◆ To do
Leaving every image behind, reproduce the records word for word.

Study material: Begin

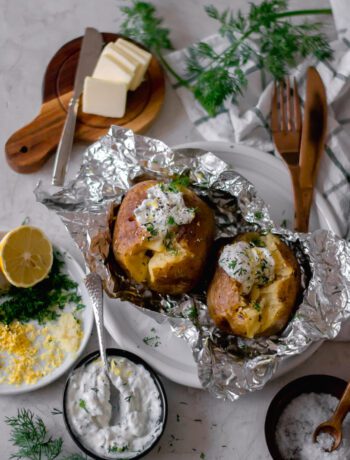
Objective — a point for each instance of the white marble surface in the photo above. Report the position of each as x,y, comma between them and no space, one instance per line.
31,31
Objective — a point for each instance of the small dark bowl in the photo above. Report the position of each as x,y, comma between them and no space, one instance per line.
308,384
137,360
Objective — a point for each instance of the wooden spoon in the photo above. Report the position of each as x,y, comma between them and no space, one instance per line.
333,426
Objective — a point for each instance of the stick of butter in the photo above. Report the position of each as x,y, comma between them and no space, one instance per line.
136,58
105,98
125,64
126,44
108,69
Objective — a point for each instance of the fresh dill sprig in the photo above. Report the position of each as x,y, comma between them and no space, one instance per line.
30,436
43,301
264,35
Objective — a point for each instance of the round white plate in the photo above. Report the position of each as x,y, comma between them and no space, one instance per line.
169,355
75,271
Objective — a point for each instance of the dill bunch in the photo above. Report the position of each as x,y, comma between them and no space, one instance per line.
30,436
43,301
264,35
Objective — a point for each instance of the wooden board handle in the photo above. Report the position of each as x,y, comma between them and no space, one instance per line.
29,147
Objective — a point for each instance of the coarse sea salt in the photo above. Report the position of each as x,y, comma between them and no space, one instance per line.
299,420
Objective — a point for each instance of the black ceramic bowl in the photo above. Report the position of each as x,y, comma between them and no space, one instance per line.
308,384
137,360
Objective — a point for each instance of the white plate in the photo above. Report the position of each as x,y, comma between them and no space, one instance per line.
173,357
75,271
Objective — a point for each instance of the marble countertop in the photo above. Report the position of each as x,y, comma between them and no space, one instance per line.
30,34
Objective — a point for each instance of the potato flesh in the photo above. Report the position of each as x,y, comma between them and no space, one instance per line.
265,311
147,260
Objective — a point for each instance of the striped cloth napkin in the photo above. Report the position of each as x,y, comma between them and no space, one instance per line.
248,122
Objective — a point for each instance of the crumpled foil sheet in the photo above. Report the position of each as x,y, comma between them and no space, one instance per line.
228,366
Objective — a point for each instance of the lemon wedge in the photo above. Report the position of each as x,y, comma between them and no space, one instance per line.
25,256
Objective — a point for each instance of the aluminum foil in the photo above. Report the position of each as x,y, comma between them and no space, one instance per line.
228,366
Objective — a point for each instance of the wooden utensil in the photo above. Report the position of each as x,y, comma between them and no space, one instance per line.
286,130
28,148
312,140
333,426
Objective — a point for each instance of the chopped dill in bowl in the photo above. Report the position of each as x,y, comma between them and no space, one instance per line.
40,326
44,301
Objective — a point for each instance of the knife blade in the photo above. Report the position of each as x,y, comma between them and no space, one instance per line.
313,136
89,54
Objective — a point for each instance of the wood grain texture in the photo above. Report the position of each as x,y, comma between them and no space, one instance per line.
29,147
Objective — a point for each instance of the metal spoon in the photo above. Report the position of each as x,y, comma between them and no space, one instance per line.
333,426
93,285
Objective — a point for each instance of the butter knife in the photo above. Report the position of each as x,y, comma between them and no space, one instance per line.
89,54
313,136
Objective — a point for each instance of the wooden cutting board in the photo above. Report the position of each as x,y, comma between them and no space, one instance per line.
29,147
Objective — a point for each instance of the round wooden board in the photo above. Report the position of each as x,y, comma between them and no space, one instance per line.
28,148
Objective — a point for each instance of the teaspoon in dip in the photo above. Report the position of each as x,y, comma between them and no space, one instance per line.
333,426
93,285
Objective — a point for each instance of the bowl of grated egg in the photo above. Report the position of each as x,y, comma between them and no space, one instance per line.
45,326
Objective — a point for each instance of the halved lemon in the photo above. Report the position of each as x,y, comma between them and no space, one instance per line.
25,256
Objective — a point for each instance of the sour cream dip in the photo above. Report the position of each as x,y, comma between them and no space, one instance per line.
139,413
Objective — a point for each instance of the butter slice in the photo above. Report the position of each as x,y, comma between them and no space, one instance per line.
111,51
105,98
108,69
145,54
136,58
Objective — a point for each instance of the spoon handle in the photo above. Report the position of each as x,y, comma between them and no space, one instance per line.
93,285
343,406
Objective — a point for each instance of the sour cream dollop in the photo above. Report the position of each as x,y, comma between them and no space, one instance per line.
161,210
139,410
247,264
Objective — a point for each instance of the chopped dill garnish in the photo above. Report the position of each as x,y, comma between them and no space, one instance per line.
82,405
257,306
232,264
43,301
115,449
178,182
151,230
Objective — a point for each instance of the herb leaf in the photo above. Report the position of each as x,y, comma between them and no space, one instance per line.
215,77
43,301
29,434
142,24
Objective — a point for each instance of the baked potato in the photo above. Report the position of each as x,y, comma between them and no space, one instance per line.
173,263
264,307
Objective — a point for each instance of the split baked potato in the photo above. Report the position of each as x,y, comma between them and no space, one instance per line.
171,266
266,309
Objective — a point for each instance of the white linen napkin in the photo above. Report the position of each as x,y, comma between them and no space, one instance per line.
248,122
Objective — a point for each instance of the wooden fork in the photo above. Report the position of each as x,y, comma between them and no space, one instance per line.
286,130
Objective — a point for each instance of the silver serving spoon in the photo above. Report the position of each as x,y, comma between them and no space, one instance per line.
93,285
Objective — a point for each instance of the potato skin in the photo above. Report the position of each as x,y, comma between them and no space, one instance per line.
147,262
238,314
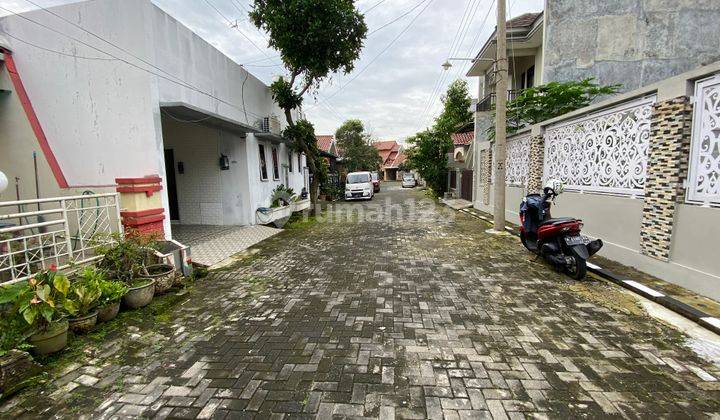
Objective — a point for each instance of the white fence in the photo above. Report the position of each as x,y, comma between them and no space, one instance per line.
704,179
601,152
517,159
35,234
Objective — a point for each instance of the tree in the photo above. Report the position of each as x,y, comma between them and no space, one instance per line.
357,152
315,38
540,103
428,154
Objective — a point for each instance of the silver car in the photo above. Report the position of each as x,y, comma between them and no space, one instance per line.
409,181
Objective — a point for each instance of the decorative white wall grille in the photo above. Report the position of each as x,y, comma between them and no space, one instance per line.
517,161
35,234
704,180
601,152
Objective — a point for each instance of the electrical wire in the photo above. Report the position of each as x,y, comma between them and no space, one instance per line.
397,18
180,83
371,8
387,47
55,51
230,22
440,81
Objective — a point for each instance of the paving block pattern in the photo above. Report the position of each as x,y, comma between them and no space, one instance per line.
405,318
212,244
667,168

Study material: End

◆ Answer space
Objective — a point for each instance of the white marble surface in the photo above. Report the position of each as x,y, comma between them and no space, one instance per line.
31,31
Objective — a point for each instance of the small dark bowl in the photo above. Report the position of each as x,y, comma between them and no space, one instance per line.
308,384
137,360
Objective — a point for each instance of the wooden spoon in the photo above. Report the position of each as x,y, comma between them and no space, one instance per line.
333,426
Objective — a point for each instance of the stick of butter in the photo above. Report the position of each as x,y, comma between them and no space, one instance per line.
136,58
105,98
125,64
126,44
108,69
Objective — a point for each instance of the fresh dill sprig in the photo above. Report the position of each as x,y, comma between them and no space, one instance per line.
30,436
43,301
264,35
Objective — a point for each instance of the round white plate in the photo above. Report the position of each as x,y, comma between them and no space, one instance per line.
169,355
75,271
Objective — a point for each instance of the dill bunch in the photo above. Report the position of each as x,y, comma between them and no space, one instance per line.
30,436
43,301
264,35
Objective — a point for each instance of the wooden board handle in the photo above. Report the position of each as x,y, comma between them and no space, one instance per line.
29,147
Objective — a point for each instance of the coarse sea salt in the photo above. Report the position of each as x,y, comma between them and no space, one instance per line.
299,420
Objective — a point for each instance of the black ceramic bowl in the photo above. Report the position of each as x,y, comma between them and no space, one instance per line.
308,384
137,360
Objective — a point for each instance of the white plate in the photo above. Report the position of each as x,y, comma between them and no space, one instance per line.
173,357
75,271
Objective — a point for each instance of the marble countertop in the photo above. Report the position of each as x,y, comma between them and no space, one instance per line.
30,34
Objective — a point for each instance of the potato flesh in the photo above. Report the position of each as x,y, comma between them and no space, one instance per line.
265,311
147,260
Objective — a point for each instance of the striped cloth napkin in the photo above. Report the position of each as x,y, comma between them and no space, one instance per line.
248,122
Objective — a point for each instance of the crumpled foil sheet in the photo above. Report the position of each as x,y, comma between them and no space, one instance per line.
228,366
Objective — a point for each instance of the lemon wedge in the photo above. Report the position of each as x,y, comma between them and no space, one instance per line.
25,256
Objective — a point for each instance of the aluminum foil in the photo above. Report the position of each as x,y, comma between them and no space, one instance per line.
228,366
Objective — a point for each instance of the wooden utensil in the photo above. Report the position of each as x,y, comma between them and no space, one instance per line.
286,130
28,148
312,140
333,426
Objective — a point for each instance of the chopped dill in bowl in the photo above. Report the position of each as x,y, comma between them and no space, one instance per line.
40,326
44,301
Objective — a point for each instance of the knife blade in the photo above. Report the position of each as x,y, comma between them and no space, one instance per line.
313,136
89,54
Objective — a point for each instance of the wood grain texture in the photo above. Report the position of each as x,y, comma between them and no space, one instance per line.
29,147
Objective — a point for each instance of the metal spoon in the photo above. Report the position of each as x,y, comma between them and no space, one instance per line.
333,426
93,285
Objective — a point for each instance of the butter knife in the photo above. Report the position of each as x,y, comma between them and no space, one instance per line.
89,54
313,136
Objective — a point for each instance of the wooden cutting board in the photo above. Report the position of each as x,y, comma between them and no space, one instance per line.
29,147
Objective — a point for each instance of the round wooden board in the photo above. Report the position of each as x,y, comma between them and no space, one instance per line.
28,148
Objective — a point for each instance of the teaspoon in dip in the photo above. Report the position of each as x,y, comma between them and no space, one instance per line.
333,426
93,285
Objective — a point for each instance of the bowl of grated egg in the photo above. Report the position of each as x,y, comma between them and no space, one instance per line.
45,326
Objective — a point for each instance of the halved lemon in the photo above. Report the position of each as x,y, comma between them and no space, one instance per line.
25,256
Objective — a point for each instance of the sour cream dip in the photo above. Report the position of each as x,y, comma between them and no space, one instance per line.
139,413
Objective — a point for each instance of the butter slice in the photo above. Report the position of each as x,y, comma between them and no space, one instance per line.
111,51
105,98
108,69
145,54
136,58
Objective — a point for each instance of the spoon handle in the photo above. Report the position of each as x,y, comma between them and no space, one instance per line.
93,285
343,406
Objective — a point for each instance of the sour cream dollop in the photo above. Report the position of each as x,y, comma between them and no space, one instance per line.
161,210
139,410
247,264
Objective — a point for each instance of the chopped dill garnish in the photo above. Report the position of each as x,y, comma between them and no space, one instance per line.
82,405
257,306
232,264
43,301
115,449
178,182
151,230
Objective — a point for each instance of the herb leaf in the photo above. Report the position of each as x,y, comma between them and no space, one instance per line.
215,77
43,301
29,434
142,24
Objective — a point for each instance of the baked potato in the photo above. Report the position of each as x,y, comma between them and no space, one instance per line.
173,263
264,307
Objective — a point for each instance of the split baked potato in the photo above. Report the position of each as x,y, comma between them and no space, one instance per line.
171,266
266,309
Objective — a point for each instance of the white linen napkin in the photo above. Report the position of each as x,y, comma between them and no space, one instance per line.
248,122
Objective — a point for each instance of the wooden fork in the photo above. Report the position of each as x,y, comma between them and no space, one instance per line.
286,130
Objective — a point for each instance of the silver serving spoon in the photo above. Report the position of each as x,y, comma between them and no space, one instance per line.
93,285
Objective — a point for each instance of the potato skin in the photo above. Report the position of each as x,y, comma between them and no space, one instance per line.
147,262
238,314
Objective — a point for each instance of the white fence in the photo above. Report the position of each as x,y, comma between them and no space, one instance per line.
704,179
601,152
517,159
35,234
Objective — a point for each instance of the tree in the photo above. Report the position of each as x,y, comma between them and no space, one instance per line.
357,152
315,38
540,103
428,154
Objective — a point for each instance of the silver car in the photo above. Report the position of each as x,y, comma between them and no space, one instance per line.
409,181
Objective — a point for each instance of the decorative white wall grille in the photo above. Report the position of each as x,y, comma between them and no space, one instance per line.
517,161
35,234
704,180
601,152
Objective — a point for each instance of the electrical wire in the photo above. Report the position of each as x,y, comma between them and no space, one instance per line.
397,18
180,83
371,8
387,47
55,51
230,22
440,81
Objective — a point for each instance of the paving block pattern in the photo above. Report the position of each as x,y, comma between them and no space, one instance per line.
405,318
212,244
667,168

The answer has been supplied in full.